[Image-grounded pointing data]

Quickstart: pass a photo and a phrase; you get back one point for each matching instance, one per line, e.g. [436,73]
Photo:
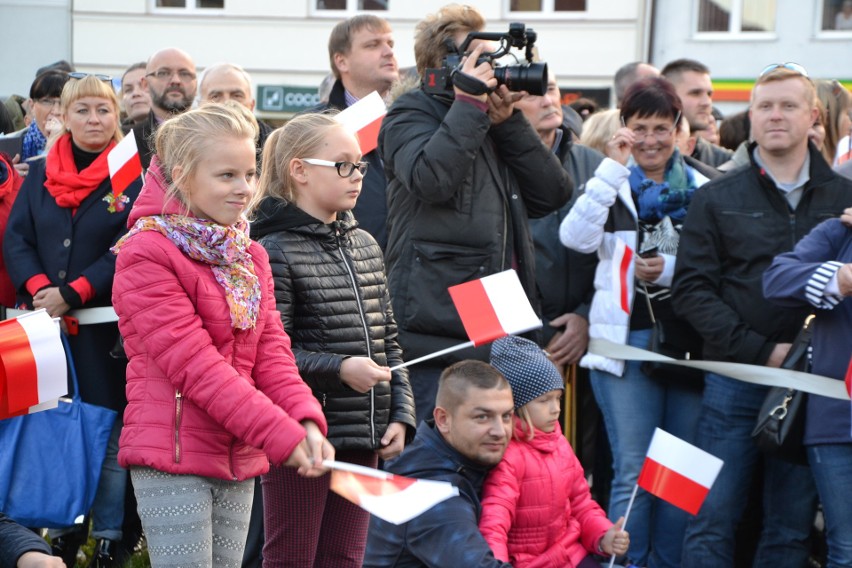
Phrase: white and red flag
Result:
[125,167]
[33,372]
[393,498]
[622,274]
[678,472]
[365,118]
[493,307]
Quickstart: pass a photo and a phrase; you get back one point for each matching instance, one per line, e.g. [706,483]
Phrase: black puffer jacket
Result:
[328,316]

__Your objective__. Every line of the data above should be quoted exactly. Omit the pictures.

__Result__.
Quickstart: pass a photo and a phrase; you get back one point for each matching instance, one per line, e.g. [436,73]
Photo:
Phrase: white and red flag
Result:
[125,167]
[33,372]
[393,498]
[622,274]
[678,472]
[365,118]
[493,307]
Quickstart: pass a photo and a phrase; you get back one point for each matching instance, one per line, e.g. [706,483]
Phrase: black puffer jacket
Result:
[328,316]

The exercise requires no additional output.